** Given text **
########
Skip to content

pierre-jezegou/fib-ml-project

Repository files navigation

Project - Machine Learning Analysis of Train stations

  • Pierre Jézégou
  • Julie Oppedal

Project

Understanding how many passengers use train stations and what features they have is important for improving transportation services. We’re using machine learning to analyze train station data and predict passenger traffic.

To start, we’re gathering data from reliable sources like the SNCF and INSEE websites to create a detailed dataset with lots of information about cities and train stations. Next, we’re cleaning up the data to fix errors and make sure it’s good for analysis. Then, we’ll use different machine learning models to try and figure out the best way to predict passenger traffic and understand what factors make some stations busier than others.
########
** Requirement A **
List, in order, the stages of work that the train station project description lays out.
** Requirement B **
Extend the train station project description beyond its final sentence.
The records bear no relation to the train station project description.

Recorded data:
########
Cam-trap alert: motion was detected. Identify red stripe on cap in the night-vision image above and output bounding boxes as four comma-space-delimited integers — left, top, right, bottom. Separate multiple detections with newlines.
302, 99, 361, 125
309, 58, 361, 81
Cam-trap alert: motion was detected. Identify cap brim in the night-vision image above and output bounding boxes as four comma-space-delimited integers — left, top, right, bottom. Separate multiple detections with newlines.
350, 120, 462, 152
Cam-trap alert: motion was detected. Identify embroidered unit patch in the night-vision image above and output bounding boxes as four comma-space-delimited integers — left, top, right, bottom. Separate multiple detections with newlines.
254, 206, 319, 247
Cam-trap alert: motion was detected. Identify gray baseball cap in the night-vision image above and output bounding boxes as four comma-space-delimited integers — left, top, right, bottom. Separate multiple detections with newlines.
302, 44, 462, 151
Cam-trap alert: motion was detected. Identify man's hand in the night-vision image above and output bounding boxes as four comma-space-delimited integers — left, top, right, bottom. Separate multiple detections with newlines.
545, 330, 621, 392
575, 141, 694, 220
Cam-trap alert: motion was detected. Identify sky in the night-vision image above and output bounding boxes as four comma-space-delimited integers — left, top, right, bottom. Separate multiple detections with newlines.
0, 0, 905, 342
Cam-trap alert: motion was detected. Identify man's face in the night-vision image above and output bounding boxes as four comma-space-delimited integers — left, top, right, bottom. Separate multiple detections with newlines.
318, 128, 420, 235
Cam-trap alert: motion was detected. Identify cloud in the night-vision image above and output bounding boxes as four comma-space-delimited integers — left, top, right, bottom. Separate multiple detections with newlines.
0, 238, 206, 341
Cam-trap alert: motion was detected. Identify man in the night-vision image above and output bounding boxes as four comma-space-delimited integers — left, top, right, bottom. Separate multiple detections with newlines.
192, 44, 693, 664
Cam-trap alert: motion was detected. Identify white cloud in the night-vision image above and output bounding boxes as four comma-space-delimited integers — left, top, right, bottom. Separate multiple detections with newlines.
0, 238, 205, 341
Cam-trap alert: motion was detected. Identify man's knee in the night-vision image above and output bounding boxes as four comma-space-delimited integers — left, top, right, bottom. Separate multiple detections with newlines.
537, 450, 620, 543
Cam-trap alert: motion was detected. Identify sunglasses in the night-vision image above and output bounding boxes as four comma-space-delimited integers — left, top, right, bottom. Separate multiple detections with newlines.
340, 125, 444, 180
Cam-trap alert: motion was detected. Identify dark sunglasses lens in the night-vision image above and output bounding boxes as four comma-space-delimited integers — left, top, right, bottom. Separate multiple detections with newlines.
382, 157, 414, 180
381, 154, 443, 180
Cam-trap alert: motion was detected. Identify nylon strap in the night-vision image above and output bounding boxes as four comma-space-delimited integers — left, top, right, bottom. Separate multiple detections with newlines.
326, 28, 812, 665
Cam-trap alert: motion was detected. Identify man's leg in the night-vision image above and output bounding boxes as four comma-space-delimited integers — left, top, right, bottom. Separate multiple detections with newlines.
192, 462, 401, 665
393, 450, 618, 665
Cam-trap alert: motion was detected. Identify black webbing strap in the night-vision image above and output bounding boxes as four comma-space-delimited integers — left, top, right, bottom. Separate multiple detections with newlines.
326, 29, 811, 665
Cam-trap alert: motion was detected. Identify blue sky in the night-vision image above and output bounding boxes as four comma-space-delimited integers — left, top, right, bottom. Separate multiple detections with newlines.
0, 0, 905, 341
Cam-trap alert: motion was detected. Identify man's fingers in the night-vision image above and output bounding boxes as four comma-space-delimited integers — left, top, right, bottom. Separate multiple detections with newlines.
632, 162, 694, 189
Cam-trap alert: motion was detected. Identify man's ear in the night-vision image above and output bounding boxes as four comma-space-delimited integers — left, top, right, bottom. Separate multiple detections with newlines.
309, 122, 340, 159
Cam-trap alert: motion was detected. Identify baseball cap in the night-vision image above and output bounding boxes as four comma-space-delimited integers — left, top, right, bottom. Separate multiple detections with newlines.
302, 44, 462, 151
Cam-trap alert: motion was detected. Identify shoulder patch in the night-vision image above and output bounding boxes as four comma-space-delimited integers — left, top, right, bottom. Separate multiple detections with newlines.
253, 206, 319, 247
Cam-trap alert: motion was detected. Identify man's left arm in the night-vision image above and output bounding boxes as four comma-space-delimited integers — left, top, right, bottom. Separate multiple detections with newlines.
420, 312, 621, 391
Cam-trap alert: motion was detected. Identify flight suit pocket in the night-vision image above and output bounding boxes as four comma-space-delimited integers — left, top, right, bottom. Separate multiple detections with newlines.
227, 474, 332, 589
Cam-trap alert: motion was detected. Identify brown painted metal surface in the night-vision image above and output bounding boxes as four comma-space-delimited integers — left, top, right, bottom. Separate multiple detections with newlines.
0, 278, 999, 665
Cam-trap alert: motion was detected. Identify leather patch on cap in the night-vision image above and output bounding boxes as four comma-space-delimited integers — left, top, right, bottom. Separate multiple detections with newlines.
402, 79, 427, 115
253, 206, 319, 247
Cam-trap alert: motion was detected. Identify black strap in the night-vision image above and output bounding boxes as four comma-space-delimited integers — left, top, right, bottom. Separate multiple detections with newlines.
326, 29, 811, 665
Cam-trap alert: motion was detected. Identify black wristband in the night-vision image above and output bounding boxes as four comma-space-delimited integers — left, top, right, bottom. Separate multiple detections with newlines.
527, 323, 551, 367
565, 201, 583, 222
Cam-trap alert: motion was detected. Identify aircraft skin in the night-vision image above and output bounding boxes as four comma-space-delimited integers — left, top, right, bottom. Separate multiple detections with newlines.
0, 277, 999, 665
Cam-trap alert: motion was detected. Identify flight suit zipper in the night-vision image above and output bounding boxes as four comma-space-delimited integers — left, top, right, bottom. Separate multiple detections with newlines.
########
** Written reply A **
1. Gathering data from sources such as the SNCF and INSEE websites to build a dataset on cities and train stations
2. Cleaning the data to fix errors and prepare it for analysis
3. Using different machine learning models to find the best way to predict passenger traffic and understand what makes some stations busier than others

** Written reply B **
Overall, this project focuses on using advanced computer techniques to optimize transportation services by accurately predicting passenger traffic and understanding station dynamics.

Documents

  • project_proposal: first deliverable
  • main: final report

Project organization

.
├── README.md
├── requirements.txt
│
├── documentation
│   ├── BUILD_DATASET.md
│   ├── NOTICE.md
│   ├── TODO.md
│   └── project_proposal.tex
│
├── data
│   ├── attraction_area_per_city.csv
│   ├── cities_statistics.csv
│   ├── frequentation-gares-raw.csv
│   ├── gares-de-voyageurs.csv
│   ├── gares-equipees-du-wifi-raw.csv
│   └── gares-pianos.csv
├── build-dataset
│   ├── build_dataframe.py
│   └── consolidate_cities.py
│
├── Preprocessing.ipynb
├── distance_calculation.py
├── dataRead_processed.pkl.bz2
├── dataset_preprocessed.csv
│
└── models
   ├── helpers.py
   ├── knn.ipynb
   ├── linear-models.ipynb
   ├── metrics.csv
   ├── randomforest.ipynb
   ├── sampling.ipynb
   └── svm.ipynb 
  • documentation: contains all the documentation files
    • BUILD_DATASET.md: explains how to build the dataset manually (without the CI)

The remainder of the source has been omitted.